§ EXCERPT:
Hindustan Petroleum Corp Ltd (HPCL) on Thursday reported a 157 per cent jump in its June quarter net profit on the back of inventory gains and better than industry performance. Consolidated profit of Rs 2,252.65 crore, or Rs 14.78 per share, was 156.7 per cent higher than Rs 877.48 crore, or Rs 5.76 a share, earning in the same period a year back.
“This was achieved despite the challenges of COVID pandemic due to relatively better physical performance (than industry) in the market sales and higher capacity utilisation in refineries,” HPCL Chairman and Managing Director Mukesh Kumar Surana told reporters. The net profit rose despite sales falling to Rs 45,945.48 crore in the first quarter of 2020-21, from Rs 74,595.64 crore a year back.
During April-June, HPCL achieved a domestic sales volume of 7.24 million tonnes against 9.82 million tonnes in the same period previous year – a degrowth of 25.8 per cent as against 29.2 per cent degrowth for PSU oil marketing companies, he said, adding the company’s refineries operated at over 100 per cent of capacity during the COVID-19 period. The company had an inventory gain of Rs 633 crore in the April-June quarter as compared to an inventory loss of Rs 536 crore in the same period a year back.
“There was a significant fall in demand of petroleum products in the month of April 2020 due to lockdowns to contain the spread of COVID-19 pandemic in the country and the sales were down by over 48.5 per cent as compared to April 2019. “However, with the relaxations announced by the Central Government and some of the State Governments related to the movement of people, goods, and services, the demand for petroleum products gradually improved subsequently,” he said.

Records from a data source
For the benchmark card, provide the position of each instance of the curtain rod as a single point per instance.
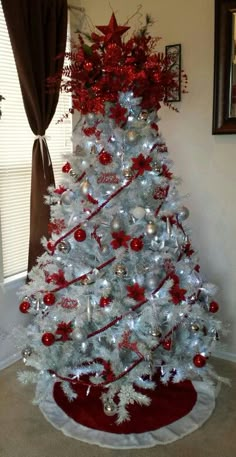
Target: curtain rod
(78, 8)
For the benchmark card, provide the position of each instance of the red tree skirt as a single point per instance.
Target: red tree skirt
(168, 404)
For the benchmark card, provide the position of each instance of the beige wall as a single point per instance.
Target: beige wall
(206, 163)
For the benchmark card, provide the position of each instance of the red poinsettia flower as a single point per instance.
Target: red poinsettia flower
(60, 190)
(141, 164)
(120, 239)
(118, 113)
(64, 330)
(136, 292)
(177, 294)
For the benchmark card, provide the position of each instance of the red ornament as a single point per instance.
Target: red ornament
(213, 307)
(49, 299)
(48, 339)
(105, 158)
(167, 345)
(141, 164)
(120, 239)
(199, 360)
(50, 246)
(104, 301)
(136, 244)
(66, 168)
(80, 235)
(24, 307)
(112, 31)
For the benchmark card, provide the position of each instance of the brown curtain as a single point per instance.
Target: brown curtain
(37, 30)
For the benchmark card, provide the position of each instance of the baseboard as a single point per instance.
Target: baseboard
(230, 356)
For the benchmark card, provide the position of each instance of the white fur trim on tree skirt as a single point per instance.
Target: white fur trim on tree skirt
(201, 411)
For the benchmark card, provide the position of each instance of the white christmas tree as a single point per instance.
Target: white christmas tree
(117, 296)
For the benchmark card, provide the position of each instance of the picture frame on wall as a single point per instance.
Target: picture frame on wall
(173, 55)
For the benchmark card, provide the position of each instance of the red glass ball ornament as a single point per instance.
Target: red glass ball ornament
(24, 307)
(66, 168)
(48, 339)
(104, 301)
(213, 307)
(167, 345)
(136, 244)
(49, 299)
(199, 360)
(105, 158)
(80, 235)
(50, 246)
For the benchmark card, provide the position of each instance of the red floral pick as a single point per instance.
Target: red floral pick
(136, 292)
(187, 249)
(64, 330)
(141, 164)
(119, 114)
(177, 294)
(120, 239)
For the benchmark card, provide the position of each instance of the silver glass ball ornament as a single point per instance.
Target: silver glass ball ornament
(143, 116)
(127, 173)
(85, 187)
(109, 408)
(67, 197)
(26, 353)
(151, 281)
(120, 270)
(64, 246)
(117, 224)
(183, 213)
(151, 228)
(195, 327)
(131, 136)
(138, 212)
(156, 332)
(78, 334)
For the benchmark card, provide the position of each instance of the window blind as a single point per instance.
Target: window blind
(16, 141)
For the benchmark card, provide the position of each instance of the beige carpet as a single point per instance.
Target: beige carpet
(25, 433)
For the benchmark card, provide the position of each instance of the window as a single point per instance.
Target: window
(16, 141)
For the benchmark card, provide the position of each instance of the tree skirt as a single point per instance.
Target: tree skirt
(176, 411)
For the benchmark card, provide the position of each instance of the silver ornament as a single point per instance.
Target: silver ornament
(64, 246)
(138, 212)
(151, 228)
(155, 332)
(131, 136)
(67, 197)
(117, 224)
(85, 187)
(151, 281)
(110, 408)
(127, 173)
(195, 327)
(26, 353)
(183, 213)
(78, 334)
(143, 116)
(120, 270)
(73, 174)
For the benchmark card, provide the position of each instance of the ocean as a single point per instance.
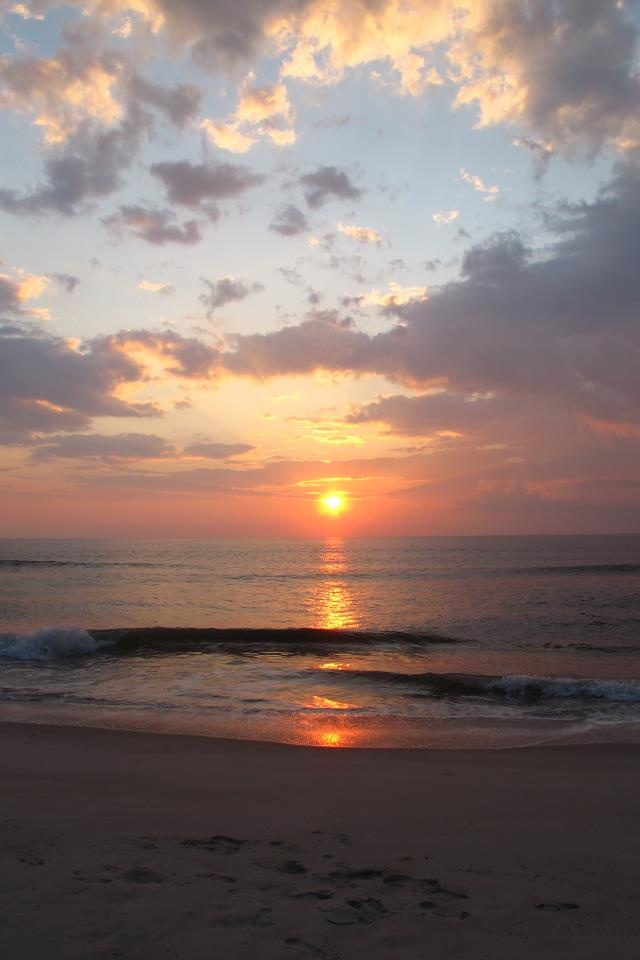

§ EXERCISE PROMPT:
Resume the news report on HPCL's June quarter profit, starting right after its last sentence. The records stand apart from the text and are not part of it.

§ TASK RESPONSE:
Sales of petroleum products in May 2020 was 77 per cent compared to May 2019 and sales in June 2020 was about 91 per cent as compared to June 2019. The sales of retail petrol and diesel – which was down by 62 per cent and 55 per cent, respectively, in April 2020, compared to April 2019 – improved to about 85 per cent in June 2020 compared to the same month of 2019.
However, with some states re-imposing lockdowns, the demand for all petroleum products has fallen to 84 per cent in July. Petrol demand has come down to 89 per cent and diesel to 83 per cent, he said.
“July normally has a dip in demand in petrol because of the onset of monsoon. Diesel demand in the agriculture sector also reduces. This year, some local lockdown in cities like Bangalore and Pune has led to a bigger fall,” he said. “I however do not see any structural change in demand pick up.” The demand will pick up again in the third quarter of this fiscal (October-December) when monsoon recedes and festival seasons start. Demand will reach 85-90 per cent in Q3 “but to reach 100 per cent, it will take some time,” he said.
For reaching pre-COVID level public transport and offices have to resume. Also, aviation sector was to return to normal, he said. During the quarter, the sales of domestic packed LPG increased by 24.7 per cent, while retail petrol and diesel reduced by 37 per cent and 32.4 per cent, respectively, compared to the same period last year.
HPCL’s refineries at Mumbai and Visakh processed 3.97 million tonnes of crude during April-June, 2020 as against 3.92 million tonnes a year back. “HPCL refineries registered a capacity utilisation of 101 per cent during the period,” he said. HPCL earned USD 0.04 on turning every barrel of crude oil into fuel during the quarter, as compared to a gross refining margin of USD 0.75 per barrel during the corresponding quarter last year.
“The COVID-19 pandemic is globally inflicting high economic and human costs causing a slowdown of economic activity. Specific to the Corporation, it did have an impact on the sales in the months of April and May 2020 though substantial recovery is seen in June,” HPCL said.